===== ZITIERTER TEXTAUSZUG =====
Es roch … heiß. Ich erinnere mich noch gut, wie ich dachte: „So riecht also Hitze!“ Ein irre abstrakter Geruch. Heiß, definitiv heiß!
Übrigens: Schwefel roch ich niemals. Wenn überhaupt, dann roch die Lava abgestanden, staubig, eben das Gegenteil von 'frisch'. Es war höchst interessant!


Donnerstag, 2. Oktober 2014

... kurze Sendepause ...

Einige von euch werden schon mitbekommen haben, dass ich einen Blogeintrag online stehen hatte, der jetzt verschwunden ist. Das hat einen einfachen Grund: den Vulkanausbruch und sehr hoch schlagende Emotionen.

Der Vulkanausbruch bei Holuhraun ist seit Beginn der Eruption ein Sperrgebiet: man fürchtet einen Ausbruch im Hauptkrater des Bárðarbunga und eine Flutwelle, welche genau die Gegend treffen würde, in der sich der momentan harmlose Lavaausbruch befindet. Um einen Massenandrang wie beim Fimmvörðuháls zu verhindern, werden nur Leute mit einer Sondergenehmigung hineingelassen: und das sind meist Ausländer. Und das wiederum verärgert viele Isländer, denen verboten wird, das Gebiet zu sehen.
===== ERFASSTE INFORMATIONEN =====
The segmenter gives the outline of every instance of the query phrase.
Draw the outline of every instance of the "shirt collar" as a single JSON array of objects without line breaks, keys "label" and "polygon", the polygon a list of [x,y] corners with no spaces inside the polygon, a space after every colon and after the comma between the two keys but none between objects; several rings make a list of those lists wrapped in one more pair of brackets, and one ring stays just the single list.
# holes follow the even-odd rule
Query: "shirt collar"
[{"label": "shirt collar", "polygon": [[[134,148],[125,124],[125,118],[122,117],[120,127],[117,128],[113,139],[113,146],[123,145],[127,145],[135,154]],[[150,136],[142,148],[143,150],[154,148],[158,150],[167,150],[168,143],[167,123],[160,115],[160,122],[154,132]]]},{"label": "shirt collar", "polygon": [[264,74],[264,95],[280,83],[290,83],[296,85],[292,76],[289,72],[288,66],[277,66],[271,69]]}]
=====
Gib den Textauszug über den Vulkanausbruch erneut wieder und ersetze dabei „Blogeintrag“ durch „Beitrag“. Beginne bei den Worten „Donnerstag, 2. Oktober“ und höre nach „hoch schlagende Emotionen.“ auf. Die Einträge haben mit dem Textauszug nichts zu tun.

Donnerstag, 2. Oktober 2014

... kurze Sendepause ...

Einige von euch werden schon mitbekommen haben, dass ich einen Beitrag online stehen hatte, der jetzt verschwunden ist. Das hat einen einfachen Grund: den Vulkanausbruch und sehr hoch schlagende Emotionen.